[Begin RECORDS TO USE]
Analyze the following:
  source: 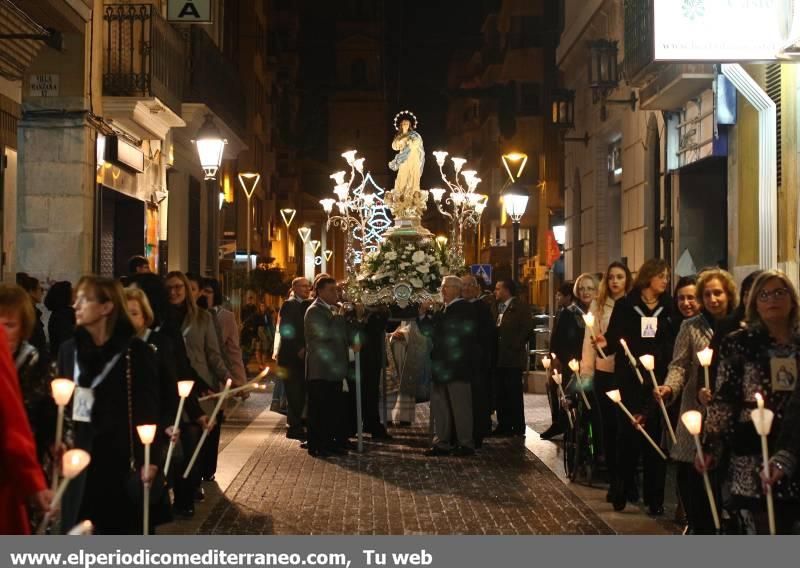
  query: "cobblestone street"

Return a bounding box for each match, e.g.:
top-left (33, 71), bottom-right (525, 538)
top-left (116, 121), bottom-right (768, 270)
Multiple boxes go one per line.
top-left (159, 388), bottom-right (648, 535)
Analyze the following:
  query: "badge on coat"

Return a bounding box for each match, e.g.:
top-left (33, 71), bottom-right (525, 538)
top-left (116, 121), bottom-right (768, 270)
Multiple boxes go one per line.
top-left (72, 387), bottom-right (94, 422)
top-left (641, 317), bottom-right (658, 339)
top-left (769, 357), bottom-right (797, 392)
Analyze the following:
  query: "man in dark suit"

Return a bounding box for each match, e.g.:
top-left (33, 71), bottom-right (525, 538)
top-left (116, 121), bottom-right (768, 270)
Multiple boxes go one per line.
top-left (420, 276), bottom-right (477, 456)
top-left (461, 274), bottom-right (497, 448)
top-left (493, 280), bottom-right (533, 436)
top-left (305, 277), bottom-right (360, 457)
top-left (278, 278), bottom-right (311, 440)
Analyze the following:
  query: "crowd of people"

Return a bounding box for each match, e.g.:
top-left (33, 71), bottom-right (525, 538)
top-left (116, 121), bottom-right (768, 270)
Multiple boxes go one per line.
top-left (0, 257), bottom-right (247, 534)
top-left (542, 259), bottom-right (800, 534)
top-left (0, 251), bottom-right (800, 534)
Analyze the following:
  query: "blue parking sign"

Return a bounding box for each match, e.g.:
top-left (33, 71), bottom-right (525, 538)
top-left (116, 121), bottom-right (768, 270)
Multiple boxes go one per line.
top-left (470, 264), bottom-right (492, 286)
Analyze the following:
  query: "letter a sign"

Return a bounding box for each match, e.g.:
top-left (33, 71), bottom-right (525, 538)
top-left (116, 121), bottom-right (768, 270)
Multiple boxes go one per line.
top-left (167, 0), bottom-right (211, 24)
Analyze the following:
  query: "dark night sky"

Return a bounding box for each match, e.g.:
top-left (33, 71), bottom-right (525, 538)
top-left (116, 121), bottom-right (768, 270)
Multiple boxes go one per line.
top-left (299, 0), bottom-right (490, 169)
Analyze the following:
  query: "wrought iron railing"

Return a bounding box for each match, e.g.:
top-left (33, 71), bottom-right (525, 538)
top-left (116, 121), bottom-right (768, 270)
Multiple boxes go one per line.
top-left (103, 4), bottom-right (184, 113)
top-left (623, 0), bottom-right (655, 84)
top-left (184, 26), bottom-right (245, 136)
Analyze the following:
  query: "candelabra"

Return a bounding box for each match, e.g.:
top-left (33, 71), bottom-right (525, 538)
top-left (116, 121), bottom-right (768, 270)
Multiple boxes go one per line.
top-left (430, 151), bottom-right (489, 269)
top-left (320, 150), bottom-right (376, 297)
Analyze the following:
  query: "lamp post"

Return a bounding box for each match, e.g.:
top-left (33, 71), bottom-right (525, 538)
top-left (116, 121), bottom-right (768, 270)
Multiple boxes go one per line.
top-left (503, 184), bottom-right (528, 282)
top-left (238, 172), bottom-right (261, 276)
top-left (429, 151), bottom-right (489, 269)
top-left (193, 114), bottom-right (228, 276)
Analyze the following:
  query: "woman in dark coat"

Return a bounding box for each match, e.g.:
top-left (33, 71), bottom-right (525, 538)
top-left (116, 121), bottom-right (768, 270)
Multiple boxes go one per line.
top-left (58, 276), bottom-right (160, 534)
top-left (44, 280), bottom-right (75, 356)
top-left (596, 259), bottom-right (678, 515)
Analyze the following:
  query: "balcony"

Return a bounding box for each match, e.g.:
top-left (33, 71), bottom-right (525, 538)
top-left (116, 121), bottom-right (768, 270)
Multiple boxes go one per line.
top-left (623, 0), bottom-right (714, 110)
top-left (103, 4), bottom-right (185, 139)
top-left (183, 26), bottom-right (247, 136)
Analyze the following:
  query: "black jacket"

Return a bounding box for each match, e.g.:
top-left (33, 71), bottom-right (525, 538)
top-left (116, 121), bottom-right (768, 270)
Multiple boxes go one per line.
top-left (278, 299), bottom-right (311, 367)
top-left (603, 290), bottom-right (679, 413)
top-left (420, 300), bottom-right (478, 383)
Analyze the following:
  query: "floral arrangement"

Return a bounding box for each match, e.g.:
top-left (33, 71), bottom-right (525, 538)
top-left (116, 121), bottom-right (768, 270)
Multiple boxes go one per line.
top-left (358, 239), bottom-right (447, 293)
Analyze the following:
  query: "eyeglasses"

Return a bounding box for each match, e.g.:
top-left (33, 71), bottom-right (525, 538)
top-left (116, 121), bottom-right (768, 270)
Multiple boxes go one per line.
top-left (757, 288), bottom-right (789, 304)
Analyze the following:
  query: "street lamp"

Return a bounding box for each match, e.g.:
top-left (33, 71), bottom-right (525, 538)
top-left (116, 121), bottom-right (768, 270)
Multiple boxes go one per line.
top-left (194, 114), bottom-right (228, 180)
top-left (503, 184), bottom-right (528, 282)
top-left (238, 172), bottom-right (261, 276)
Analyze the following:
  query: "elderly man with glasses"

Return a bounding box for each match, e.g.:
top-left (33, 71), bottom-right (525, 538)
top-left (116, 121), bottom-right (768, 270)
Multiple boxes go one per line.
top-left (420, 276), bottom-right (477, 456)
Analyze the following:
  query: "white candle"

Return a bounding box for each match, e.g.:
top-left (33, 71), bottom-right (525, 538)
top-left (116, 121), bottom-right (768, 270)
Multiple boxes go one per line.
top-left (164, 381), bottom-right (194, 476)
top-left (136, 424), bottom-right (156, 535)
top-left (183, 379), bottom-right (231, 479)
top-left (750, 393), bottom-right (777, 535)
top-left (36, 449), bottom-right (92, 534)
top-left (606, 390), bottom-right (667, 460)
top-left (681, 410), bottom-right (720, 530)
top-left (583, 312), bottom-right (606, 359)
top-left (50, 379), bottom-right (75, 491)
top-left (619, 339), bottom-right (644, 384)
top-left (568, 359), bottom-right (592, 410)
top-left (697, 347), bottom-right (714, 390)
top-left (639, 355), bottom-right (678, 444)
top-left (553, 371), bottom-right (575, 428)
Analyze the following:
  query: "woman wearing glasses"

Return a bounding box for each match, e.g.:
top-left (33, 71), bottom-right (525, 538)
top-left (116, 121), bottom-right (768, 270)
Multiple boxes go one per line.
top-left (697, 270), bottom-right (800, 534)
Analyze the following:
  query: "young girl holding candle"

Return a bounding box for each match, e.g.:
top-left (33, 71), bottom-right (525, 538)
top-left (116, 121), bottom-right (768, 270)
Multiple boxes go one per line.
top-left (655, 268), bottom-right (738, 534)
top-left (58, 276), bottom-right (159, 534)
top-left (696, 270), bottom-right (800, 534)
top-left (595, 259), bottom-right (676, 515)
top-left (581, 262), bottom-right (633, 502)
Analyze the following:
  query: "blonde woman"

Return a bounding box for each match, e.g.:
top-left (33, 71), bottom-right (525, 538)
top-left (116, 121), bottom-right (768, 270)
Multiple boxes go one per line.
top-left (581, 262), bottom-right (633, 496)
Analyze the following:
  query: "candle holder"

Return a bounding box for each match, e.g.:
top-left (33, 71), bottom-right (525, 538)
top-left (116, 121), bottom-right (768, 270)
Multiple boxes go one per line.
top-left (567, 359), bottom-right (592, 410)
top-left (553, 371), bottom-right (575, 428)
top-left (606, 390), bottom-right (667, 460)
top-left (619, 339), bottom-right (644, 384)
top-left (164, 381), bottom-right (194, 477)
top-left (36, 449), bottom-right (92, 534)
top-left (697, 347), bottom-right (714, 390)
top-left (681, 410), bottom-right (720, 531)
top-left (639, 355), bottom-right (678, 444)
top-left (188, 379), bottom-right (234, 479)
top-left (750, 393), bottom-right (777, 535)
top-left (583, 312), bottom-right (607, 359)
top-left (50, 379), bottom-right (75, 491)
top-left (136, 424), bottom-right (156, 535)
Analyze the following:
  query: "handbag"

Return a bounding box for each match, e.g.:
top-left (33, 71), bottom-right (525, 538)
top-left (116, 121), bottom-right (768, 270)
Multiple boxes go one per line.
top-left (125, 349), bottom-right (172, 526)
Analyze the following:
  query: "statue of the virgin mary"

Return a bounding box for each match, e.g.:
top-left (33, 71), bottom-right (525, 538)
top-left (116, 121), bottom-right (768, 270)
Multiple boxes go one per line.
top-left (386, 110), bottom-right (428, 228)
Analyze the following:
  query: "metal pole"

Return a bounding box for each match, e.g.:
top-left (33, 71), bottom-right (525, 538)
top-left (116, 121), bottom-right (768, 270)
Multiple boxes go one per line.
top-left (356, 353), bottom-right (364, 453)
top-left (246, 193), bottom-right (253, 276)
top-left (511, 221), bottom-right (519, 283)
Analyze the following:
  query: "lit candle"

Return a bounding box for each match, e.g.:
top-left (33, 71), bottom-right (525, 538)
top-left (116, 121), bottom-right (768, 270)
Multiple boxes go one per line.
top-left (583, 312), bottom-right (606, 359)
top-left (697, 347), bottom-right (714, 390)
top-left (639, 355), bottom-right (678, 444)
top-left (619, 339), bottom-right (644, 384)
top-left (567, 359), bottom-right (592, 410)
top-left (553, 371), bottom-right (574, 428)
top-left (750, 393), bottom-right (776, 535)
top-left (681, 410), bottom-right (719, 530)
top-left (136, 424), bottom-right (156, 535)
top-left (183, 379), bottom-right (231, 479)
top-left (36, 449), bottom-right (92, 534)
top-left (606, 390), bottom-right (667, 460)
top-left (164, 381), bottom-right (194, 476)
top-left (50, 379), bottom-right (75, 491)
[End RECORDS TO USE]
▶ [SHORT EXERCISE]:
Output the rows from the very first line through the line containing "top-left (159, 388), bottom-right (648, 535)" as a JSON list of strings, one string per line, with blank lines dropped. Leave the pictures out.

▶ [THE REPLY]:
[
  "Analyze the following:",
  "  source: ",
  "  query: \"cobblestone street\"",
  "Return a bounding box for each match, e.g.:",
  "top-left (33, 71), bottom-right (525, 538)",
  "top-left (116, 121), bottom-right (768, 270)",
  "Multiple boxes go one per line.",
  "top-left (159, 388), bottom-right (648, 535)"
]